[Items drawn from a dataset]
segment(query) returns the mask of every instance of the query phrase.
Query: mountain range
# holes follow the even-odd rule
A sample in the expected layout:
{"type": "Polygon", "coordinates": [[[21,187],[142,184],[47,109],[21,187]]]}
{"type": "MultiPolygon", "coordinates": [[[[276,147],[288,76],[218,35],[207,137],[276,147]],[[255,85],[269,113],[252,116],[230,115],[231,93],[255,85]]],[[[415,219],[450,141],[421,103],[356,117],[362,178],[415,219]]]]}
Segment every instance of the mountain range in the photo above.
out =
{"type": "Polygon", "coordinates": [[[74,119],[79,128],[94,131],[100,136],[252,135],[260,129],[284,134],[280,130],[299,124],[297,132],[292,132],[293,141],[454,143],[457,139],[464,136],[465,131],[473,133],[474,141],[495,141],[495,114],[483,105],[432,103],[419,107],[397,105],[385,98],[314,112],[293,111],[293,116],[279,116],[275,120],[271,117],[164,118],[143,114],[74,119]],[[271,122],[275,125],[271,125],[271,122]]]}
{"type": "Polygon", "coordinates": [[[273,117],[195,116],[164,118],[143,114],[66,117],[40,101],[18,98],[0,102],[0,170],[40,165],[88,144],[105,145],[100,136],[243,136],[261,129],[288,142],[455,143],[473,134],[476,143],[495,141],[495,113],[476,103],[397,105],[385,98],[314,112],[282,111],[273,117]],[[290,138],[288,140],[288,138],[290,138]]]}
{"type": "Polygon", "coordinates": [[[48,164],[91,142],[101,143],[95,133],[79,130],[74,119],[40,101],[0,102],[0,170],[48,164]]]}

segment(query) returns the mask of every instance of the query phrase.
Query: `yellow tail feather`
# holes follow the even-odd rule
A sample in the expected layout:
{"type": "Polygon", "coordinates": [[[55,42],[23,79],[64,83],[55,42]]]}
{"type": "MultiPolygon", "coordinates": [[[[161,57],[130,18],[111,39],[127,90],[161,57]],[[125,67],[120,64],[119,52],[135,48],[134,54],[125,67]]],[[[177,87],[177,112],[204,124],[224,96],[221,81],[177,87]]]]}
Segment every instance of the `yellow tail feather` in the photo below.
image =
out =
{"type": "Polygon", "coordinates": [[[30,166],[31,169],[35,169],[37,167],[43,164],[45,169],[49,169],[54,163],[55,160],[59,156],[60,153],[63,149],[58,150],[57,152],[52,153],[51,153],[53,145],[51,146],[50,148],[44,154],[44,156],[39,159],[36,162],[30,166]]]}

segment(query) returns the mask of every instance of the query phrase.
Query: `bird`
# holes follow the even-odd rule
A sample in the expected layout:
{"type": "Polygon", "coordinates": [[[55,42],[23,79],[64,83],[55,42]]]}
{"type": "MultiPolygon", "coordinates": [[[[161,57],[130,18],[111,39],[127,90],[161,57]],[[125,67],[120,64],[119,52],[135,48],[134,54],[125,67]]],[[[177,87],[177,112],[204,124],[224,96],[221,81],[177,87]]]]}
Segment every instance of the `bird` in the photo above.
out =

**WHAT THE TASK REQUIRES**
How many lines of the preceding material contain the string "above"? Treat uppercase and lowercase as distinct, and reply with the number alone.

**CORRECT RESULT**
2